---------- Data shown ----------
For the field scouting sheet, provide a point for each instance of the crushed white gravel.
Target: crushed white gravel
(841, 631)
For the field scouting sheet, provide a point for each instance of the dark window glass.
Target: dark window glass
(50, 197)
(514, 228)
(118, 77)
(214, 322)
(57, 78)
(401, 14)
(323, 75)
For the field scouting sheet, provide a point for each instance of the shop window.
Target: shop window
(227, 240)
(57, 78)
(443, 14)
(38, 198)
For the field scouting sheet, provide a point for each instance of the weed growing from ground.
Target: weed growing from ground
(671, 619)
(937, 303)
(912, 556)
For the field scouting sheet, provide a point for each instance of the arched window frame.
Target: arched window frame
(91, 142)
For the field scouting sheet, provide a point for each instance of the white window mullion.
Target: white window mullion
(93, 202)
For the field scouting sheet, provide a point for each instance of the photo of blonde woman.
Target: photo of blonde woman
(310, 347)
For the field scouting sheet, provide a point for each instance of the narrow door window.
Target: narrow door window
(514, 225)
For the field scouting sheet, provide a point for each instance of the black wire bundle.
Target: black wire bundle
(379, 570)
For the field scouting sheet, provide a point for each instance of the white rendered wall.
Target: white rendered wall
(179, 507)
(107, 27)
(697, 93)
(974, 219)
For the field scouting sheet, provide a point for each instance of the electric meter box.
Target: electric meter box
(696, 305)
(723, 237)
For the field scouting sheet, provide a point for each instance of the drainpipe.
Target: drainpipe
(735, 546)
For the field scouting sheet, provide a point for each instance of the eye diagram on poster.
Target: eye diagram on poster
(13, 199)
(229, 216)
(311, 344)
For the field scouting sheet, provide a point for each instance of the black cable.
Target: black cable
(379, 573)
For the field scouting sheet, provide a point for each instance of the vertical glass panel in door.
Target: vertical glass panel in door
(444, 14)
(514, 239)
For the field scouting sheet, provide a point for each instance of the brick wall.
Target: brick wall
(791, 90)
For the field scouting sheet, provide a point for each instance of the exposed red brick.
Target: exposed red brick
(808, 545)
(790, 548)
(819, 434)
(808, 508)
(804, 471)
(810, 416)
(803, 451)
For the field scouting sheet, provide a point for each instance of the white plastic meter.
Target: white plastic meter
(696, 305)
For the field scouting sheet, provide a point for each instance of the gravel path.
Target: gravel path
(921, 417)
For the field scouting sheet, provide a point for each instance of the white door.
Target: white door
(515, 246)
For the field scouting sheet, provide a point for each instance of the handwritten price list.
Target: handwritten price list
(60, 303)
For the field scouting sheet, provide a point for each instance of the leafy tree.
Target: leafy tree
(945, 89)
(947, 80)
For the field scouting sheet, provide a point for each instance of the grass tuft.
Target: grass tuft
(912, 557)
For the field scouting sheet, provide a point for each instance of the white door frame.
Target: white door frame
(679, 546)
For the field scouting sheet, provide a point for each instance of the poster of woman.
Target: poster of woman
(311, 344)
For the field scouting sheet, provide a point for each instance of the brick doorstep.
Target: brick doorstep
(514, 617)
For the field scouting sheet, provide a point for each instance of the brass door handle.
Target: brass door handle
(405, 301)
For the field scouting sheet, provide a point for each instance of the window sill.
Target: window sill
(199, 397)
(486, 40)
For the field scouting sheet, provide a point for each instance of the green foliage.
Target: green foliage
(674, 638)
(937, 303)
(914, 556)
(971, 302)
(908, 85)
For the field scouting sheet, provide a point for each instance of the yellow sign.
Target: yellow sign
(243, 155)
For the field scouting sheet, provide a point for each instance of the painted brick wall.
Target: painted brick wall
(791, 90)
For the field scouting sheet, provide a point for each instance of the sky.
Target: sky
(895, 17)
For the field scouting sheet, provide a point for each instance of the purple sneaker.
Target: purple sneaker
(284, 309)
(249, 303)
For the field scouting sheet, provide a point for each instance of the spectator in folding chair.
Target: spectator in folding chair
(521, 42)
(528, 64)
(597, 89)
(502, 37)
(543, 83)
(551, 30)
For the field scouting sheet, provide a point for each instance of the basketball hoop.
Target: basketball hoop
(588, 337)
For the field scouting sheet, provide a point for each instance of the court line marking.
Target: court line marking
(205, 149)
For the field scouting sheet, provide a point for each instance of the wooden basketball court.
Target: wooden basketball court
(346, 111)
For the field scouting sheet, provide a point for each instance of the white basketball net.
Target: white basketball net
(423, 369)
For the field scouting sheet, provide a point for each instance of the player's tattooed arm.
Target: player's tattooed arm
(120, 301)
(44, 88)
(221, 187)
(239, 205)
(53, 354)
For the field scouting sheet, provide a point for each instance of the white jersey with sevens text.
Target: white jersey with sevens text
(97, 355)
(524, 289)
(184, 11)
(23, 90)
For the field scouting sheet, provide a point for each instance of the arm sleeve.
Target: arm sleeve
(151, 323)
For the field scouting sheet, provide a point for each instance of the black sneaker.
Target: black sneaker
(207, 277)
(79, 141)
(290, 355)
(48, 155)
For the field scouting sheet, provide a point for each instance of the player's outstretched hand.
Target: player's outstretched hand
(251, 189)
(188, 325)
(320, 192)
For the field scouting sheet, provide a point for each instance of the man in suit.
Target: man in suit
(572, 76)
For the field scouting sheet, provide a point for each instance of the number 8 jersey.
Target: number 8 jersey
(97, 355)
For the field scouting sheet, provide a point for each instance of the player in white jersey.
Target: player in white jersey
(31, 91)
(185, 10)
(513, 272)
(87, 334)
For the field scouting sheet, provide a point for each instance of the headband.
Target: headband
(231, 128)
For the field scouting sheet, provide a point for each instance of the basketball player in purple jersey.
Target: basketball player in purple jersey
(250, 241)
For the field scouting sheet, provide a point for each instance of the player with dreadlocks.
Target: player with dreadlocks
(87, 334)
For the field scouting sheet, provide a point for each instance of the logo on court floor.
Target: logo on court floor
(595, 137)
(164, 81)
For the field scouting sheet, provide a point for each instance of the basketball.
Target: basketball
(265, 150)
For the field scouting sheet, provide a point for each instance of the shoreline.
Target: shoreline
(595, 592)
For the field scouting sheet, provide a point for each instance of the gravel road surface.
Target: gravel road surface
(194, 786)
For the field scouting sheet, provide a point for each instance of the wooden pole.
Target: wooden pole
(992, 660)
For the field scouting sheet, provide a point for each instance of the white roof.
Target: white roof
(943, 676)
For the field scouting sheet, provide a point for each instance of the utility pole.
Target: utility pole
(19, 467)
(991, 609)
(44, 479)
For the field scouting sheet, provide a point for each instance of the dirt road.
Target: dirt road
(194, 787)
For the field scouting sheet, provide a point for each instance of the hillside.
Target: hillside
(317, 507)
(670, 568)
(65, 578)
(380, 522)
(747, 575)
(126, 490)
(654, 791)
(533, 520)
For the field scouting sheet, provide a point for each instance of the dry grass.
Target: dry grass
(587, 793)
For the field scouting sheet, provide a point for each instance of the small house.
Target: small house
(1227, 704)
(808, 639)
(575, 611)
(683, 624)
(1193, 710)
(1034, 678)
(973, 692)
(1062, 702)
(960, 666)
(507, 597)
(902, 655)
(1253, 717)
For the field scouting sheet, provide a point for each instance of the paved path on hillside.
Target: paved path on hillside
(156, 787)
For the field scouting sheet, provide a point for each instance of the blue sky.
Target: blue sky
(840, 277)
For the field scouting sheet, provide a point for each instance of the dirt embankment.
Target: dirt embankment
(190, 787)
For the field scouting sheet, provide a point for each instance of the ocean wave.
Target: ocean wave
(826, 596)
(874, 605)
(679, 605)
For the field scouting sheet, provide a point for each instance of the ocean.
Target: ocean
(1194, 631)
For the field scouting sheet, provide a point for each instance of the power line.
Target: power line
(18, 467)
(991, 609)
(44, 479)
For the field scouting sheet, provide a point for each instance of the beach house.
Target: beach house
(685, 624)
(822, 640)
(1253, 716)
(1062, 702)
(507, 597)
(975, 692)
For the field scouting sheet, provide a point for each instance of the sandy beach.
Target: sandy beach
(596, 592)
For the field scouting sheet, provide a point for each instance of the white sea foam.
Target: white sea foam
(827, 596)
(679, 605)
----------
**Activity**
From the line containing "Target: sandy beach" down to the last line of the data above, copy every line exactly; leave out all other lines.

**Result below**
Target: sandy beach
(596, 592)
For the field scouting sheet, provide a point for each instance of the white sea foam.
Target: white sea foam
(827, 596)
(679, 605)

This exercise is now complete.